Chaque semaine, Libération se joint aux auteurs de Hors-Jeu, le webdocu ludique et interactif, pour vous faire découvrir la face cachée du foot. Aujourd’hui : les sponsors
De plus en plus, le football est devenu l’apanage de marques qui n’ont bien souvent que faire de ce sport. Elles l’utilisent seulement comme une vitrine pour exhiber, vulgairement et à grands coups de millions, leur signature. Les sponsors maillots ont ainsi pris une place considérable dans le paysage footballistique. A tel point que, pour parler de certaines tuniques, on évoque son sponsor. Souvenez-vous : le Buitoni de Naples, le Sharp de Manchester United, le Justin Bridou de l’Olympique lyonnais.
• En 2006, le maillot bleu et grenat du FC Barcelone se retrouve siglé Unicef, le Fonds des nations unies pour l’enfance. L’exception européenne du Barça prend ainsi fin : le club quintuple champion d’Europe n’en avait jamais arboré de marque depuis sa fondation en 1899. Une première approche avec un organisme humanitaire – le partenariat s’effectue à titre gracieux – qu’on salue alors. Elle vise en réalité à rendre plus digeste la pilule marketing qui s’annonce. Quatre ans plus tard, en 2010, le bilan comptable rattrape l’histoire, quitte à perdre un peu d’honneur sur le coup. Le club négocie avec Qatar Sports Investments un contrat sponsoring de 30 millions d’euros par saison, pendant cinq ans et demi. Soit, 165 millions d’euros récoltés sur la durée de l’opération. Une «souillure de maillot» pour le génial, et depuis peu regretté, Johan Cruyff. C’est d’abord Qatar Foundation qui s’affiche sur le torse des joueurs blaugrana. Depuis 2013, la mutation est total e avec la balafre Qatar Airways, une marque bien commerciale cette fois.
• L’emplacement constitue bien souvent, une guerre sans merci chez les marques pour s’étaler sur le maillot des formations les plus huppées. Si la place de choix, au niveau du torse, se monnaye cher, tout est bon à prendre : les manches, le bas du dos, le haut de la poitrine et même… l’intérieur du vêtement. Des équipes se retrouvent ainsi avec un maillot truffé de noms de marques, de logos, etc. Effet disgracieux assuré. Certains clubs vont encore plus loin. C’est le cas de Montpellier. Cette année, huit sponsors s’affichent sur l’ensemble de la tunique de la formation. L’un des emplacements est particulièrement incongru, pour ne pas dire ridicule : depuis quelques saisons, un affreux Wati B balaye l’arrière du short. Attention, ne nous faites pas dire non plus que les joueurs de Montpellier vendent leur cul.
====
**Court exercice A:**
Extrayez de l'article sur les sponsors de maillots le passage compris entre « Chaque semaine, Libération » et « de l’Olympique lyonnais. », ces deux bornes incluses.

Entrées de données
====
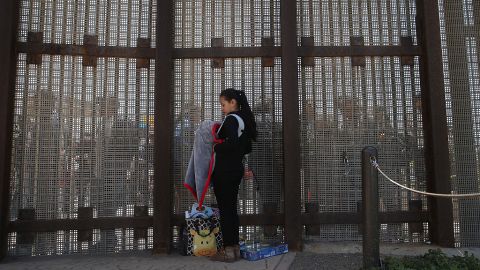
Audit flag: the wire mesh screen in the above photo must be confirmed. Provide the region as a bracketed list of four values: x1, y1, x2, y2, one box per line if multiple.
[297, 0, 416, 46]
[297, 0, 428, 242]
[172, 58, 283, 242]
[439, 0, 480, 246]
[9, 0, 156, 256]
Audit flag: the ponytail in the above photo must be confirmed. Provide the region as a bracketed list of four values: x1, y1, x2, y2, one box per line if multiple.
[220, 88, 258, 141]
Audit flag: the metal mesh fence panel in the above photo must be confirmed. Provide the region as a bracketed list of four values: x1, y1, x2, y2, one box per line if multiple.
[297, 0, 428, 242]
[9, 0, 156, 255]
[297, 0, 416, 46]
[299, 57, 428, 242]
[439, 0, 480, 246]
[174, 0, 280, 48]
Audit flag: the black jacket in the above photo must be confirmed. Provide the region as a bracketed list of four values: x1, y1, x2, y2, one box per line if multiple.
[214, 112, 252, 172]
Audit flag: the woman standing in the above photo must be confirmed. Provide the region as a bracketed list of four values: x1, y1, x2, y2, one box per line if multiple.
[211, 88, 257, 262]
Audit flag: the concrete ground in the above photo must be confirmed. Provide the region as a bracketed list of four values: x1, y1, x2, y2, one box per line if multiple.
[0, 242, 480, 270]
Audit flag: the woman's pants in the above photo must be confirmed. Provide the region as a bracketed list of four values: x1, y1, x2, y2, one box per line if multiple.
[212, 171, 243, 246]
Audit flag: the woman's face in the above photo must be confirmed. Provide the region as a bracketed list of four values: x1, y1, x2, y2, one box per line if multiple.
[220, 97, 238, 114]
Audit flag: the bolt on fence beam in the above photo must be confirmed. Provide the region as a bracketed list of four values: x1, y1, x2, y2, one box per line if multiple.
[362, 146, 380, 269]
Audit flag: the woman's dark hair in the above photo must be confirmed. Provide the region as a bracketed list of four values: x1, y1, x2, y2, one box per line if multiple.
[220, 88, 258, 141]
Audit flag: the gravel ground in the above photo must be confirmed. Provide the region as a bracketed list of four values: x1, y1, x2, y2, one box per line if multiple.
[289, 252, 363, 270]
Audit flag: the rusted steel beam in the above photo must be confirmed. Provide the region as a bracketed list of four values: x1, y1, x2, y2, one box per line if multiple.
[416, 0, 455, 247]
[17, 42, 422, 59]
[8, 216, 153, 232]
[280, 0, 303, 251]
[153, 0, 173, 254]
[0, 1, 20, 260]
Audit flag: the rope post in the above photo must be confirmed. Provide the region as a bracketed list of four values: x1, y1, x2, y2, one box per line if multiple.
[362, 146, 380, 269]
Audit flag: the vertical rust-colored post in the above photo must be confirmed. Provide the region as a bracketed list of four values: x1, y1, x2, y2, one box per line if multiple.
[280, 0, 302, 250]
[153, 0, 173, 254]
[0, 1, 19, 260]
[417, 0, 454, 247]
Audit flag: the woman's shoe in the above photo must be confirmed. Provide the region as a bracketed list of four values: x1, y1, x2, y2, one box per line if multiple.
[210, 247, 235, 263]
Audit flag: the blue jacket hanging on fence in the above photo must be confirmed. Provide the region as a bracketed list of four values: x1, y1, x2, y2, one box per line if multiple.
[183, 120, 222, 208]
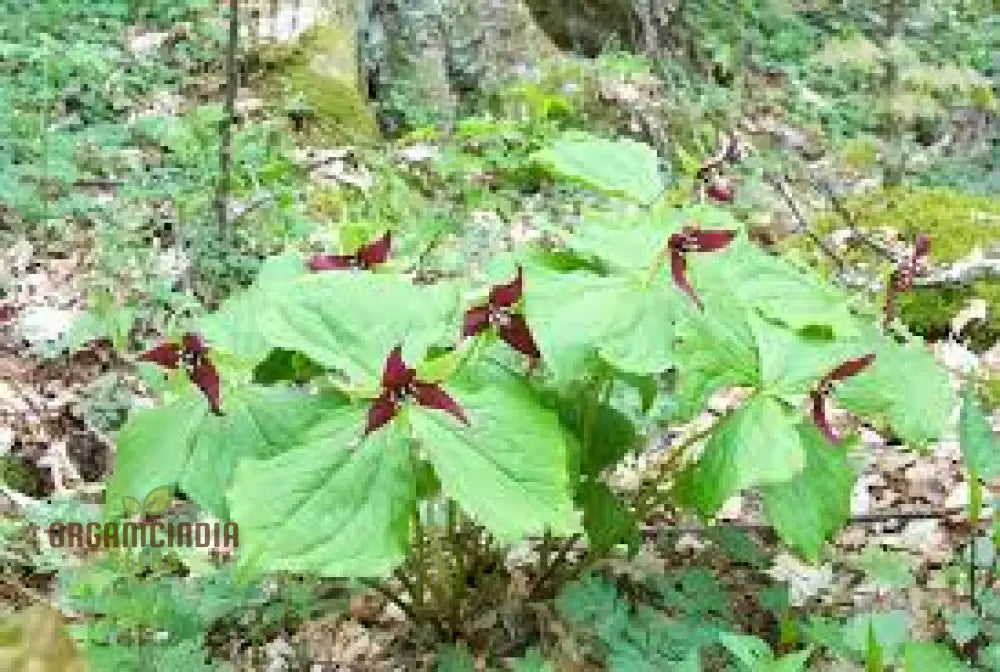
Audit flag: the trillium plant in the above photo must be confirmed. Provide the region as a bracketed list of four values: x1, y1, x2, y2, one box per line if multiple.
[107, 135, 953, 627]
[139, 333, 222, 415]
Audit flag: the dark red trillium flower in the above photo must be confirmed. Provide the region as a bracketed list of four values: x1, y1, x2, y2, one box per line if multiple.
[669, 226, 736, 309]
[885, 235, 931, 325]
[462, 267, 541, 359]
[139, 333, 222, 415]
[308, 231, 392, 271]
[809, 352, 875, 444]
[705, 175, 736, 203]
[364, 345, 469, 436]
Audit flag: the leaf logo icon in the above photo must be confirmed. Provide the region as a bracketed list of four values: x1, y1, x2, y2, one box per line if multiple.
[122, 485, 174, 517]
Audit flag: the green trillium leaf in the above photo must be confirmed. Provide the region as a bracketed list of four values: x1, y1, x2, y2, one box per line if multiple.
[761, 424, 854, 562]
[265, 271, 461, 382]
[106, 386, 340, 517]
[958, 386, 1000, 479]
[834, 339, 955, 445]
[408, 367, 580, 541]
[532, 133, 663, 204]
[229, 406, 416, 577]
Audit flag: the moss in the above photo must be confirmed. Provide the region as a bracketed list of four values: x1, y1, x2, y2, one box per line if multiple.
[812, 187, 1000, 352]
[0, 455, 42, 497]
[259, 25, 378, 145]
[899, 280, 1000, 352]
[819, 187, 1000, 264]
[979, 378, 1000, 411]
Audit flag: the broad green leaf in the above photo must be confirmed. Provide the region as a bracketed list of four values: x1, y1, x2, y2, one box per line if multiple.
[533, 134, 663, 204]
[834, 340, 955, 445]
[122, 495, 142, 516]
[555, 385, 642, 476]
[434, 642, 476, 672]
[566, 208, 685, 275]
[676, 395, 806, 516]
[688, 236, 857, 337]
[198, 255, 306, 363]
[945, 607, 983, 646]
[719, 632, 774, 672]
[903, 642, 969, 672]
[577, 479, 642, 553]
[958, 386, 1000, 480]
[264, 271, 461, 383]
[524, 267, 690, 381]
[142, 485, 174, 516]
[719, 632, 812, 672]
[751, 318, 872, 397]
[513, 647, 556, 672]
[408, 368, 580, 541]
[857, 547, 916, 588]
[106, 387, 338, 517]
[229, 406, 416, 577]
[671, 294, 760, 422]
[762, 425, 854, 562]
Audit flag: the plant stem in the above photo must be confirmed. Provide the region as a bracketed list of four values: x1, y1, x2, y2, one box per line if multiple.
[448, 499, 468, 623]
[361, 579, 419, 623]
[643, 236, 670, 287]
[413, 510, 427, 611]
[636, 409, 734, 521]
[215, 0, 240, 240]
====
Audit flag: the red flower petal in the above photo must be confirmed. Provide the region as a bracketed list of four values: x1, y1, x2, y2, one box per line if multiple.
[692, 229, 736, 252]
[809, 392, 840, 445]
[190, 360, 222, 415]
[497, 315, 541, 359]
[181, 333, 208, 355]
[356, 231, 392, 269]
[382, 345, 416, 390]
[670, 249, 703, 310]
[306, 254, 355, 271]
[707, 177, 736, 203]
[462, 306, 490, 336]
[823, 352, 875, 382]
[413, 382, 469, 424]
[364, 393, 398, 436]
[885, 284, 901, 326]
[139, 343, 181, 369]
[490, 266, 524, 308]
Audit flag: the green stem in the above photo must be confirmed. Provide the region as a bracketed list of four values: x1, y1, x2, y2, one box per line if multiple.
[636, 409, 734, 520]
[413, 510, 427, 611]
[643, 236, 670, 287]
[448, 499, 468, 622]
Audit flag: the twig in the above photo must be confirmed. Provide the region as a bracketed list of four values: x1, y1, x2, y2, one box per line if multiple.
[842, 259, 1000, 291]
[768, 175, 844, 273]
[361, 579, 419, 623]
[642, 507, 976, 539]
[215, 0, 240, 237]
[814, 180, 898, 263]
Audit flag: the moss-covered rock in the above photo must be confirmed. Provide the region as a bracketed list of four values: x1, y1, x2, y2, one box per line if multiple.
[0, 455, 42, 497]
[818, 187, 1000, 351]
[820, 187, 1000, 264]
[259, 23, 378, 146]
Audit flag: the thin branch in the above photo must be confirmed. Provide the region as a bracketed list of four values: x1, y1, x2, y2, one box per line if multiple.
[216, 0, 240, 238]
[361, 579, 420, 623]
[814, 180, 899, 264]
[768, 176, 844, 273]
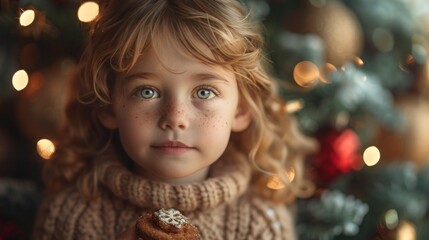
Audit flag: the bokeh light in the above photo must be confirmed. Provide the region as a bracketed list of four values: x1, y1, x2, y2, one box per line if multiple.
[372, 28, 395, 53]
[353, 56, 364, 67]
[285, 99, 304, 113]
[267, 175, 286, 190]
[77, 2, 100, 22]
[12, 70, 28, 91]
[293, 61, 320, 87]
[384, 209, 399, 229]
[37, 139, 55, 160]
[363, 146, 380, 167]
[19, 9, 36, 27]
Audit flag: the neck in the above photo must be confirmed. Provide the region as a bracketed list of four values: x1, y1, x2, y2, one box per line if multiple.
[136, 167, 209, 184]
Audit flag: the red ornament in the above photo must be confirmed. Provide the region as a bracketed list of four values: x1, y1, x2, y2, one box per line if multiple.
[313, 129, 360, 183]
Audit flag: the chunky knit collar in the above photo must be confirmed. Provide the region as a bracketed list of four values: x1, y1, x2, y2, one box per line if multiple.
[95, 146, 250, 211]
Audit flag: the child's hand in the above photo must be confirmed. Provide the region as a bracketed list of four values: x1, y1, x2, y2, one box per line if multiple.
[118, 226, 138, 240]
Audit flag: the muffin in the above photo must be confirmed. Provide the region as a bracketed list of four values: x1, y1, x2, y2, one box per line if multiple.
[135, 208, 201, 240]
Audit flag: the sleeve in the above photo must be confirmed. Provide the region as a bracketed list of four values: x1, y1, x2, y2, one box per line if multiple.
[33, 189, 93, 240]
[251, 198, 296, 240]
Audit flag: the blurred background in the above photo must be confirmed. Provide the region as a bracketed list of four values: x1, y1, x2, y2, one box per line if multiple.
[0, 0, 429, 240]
====
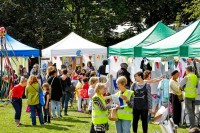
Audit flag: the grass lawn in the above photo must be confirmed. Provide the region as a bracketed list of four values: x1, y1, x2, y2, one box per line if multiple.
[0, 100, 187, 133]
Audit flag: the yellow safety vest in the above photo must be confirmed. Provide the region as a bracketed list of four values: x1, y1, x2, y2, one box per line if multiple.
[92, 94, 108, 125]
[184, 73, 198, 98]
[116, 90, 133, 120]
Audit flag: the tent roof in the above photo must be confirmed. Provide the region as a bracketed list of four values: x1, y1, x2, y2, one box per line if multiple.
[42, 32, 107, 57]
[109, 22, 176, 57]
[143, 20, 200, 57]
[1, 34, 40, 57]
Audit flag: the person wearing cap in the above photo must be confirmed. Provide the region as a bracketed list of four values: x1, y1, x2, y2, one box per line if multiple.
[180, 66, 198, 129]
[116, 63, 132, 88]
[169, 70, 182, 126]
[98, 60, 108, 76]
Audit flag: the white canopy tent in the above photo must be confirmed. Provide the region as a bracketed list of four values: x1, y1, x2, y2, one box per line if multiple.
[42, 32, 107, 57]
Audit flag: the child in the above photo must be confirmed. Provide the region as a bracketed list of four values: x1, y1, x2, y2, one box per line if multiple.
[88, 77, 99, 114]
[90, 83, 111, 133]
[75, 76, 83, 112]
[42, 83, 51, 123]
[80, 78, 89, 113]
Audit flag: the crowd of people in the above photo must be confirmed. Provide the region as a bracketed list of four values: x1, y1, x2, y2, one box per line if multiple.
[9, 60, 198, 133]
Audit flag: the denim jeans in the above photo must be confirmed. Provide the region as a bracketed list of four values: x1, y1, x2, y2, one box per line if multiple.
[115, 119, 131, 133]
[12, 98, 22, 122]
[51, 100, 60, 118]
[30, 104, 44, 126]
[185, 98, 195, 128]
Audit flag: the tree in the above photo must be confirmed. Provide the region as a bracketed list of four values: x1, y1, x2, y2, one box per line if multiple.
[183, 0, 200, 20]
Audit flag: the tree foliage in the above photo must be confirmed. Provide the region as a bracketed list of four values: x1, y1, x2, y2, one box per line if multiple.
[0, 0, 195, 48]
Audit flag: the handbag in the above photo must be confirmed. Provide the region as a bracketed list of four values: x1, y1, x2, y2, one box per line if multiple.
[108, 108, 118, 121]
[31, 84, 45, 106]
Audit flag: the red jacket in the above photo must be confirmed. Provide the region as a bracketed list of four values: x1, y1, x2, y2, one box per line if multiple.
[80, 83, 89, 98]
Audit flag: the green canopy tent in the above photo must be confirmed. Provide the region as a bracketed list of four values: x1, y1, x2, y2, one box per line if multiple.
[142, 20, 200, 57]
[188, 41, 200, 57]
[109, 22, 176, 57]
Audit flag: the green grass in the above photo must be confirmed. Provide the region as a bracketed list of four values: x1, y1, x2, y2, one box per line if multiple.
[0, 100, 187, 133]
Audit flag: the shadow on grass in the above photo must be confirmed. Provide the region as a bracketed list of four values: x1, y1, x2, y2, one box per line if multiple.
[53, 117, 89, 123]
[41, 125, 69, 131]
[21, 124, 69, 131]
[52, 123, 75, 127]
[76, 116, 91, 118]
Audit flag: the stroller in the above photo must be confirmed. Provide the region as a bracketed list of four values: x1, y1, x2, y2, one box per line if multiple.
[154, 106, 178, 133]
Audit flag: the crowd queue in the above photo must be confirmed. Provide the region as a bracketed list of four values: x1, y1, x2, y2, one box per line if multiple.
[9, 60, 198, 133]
====
**Court exercice B:**
Comptez les lignes des enregistrements qui contiennent la chaîne « beam » en respectant la casse, puis donnez seulement ce nombre.

**Corrigé A:**
Chaque semaine, Libération se joint aux auteurs de Hors-Jeu, le webdocu ludique et interactif, pour vous faire découvrir la face cachée du foot. Aujourd’hui : les sponsors
De plus en plus, le football est devenu l’apanage de marques qui n’ont bien souvent que faire de ce sport. Elles l’utilisent seulement comme une vitrine pour exhiber, vulgairement et à grands coups de millions, leur signature. Les sponsors maillots ont ainsi pris une place considérable dans le paysage footballistique. A tel point que, pour parler de certaines tuniques, on évoque son sponsor. Souvenez-vous : le Buitoni de Naples, le Sharp de Manchester United, le Justin Bridou de l’Olympique lyonnais.

**Corrigé B:**
2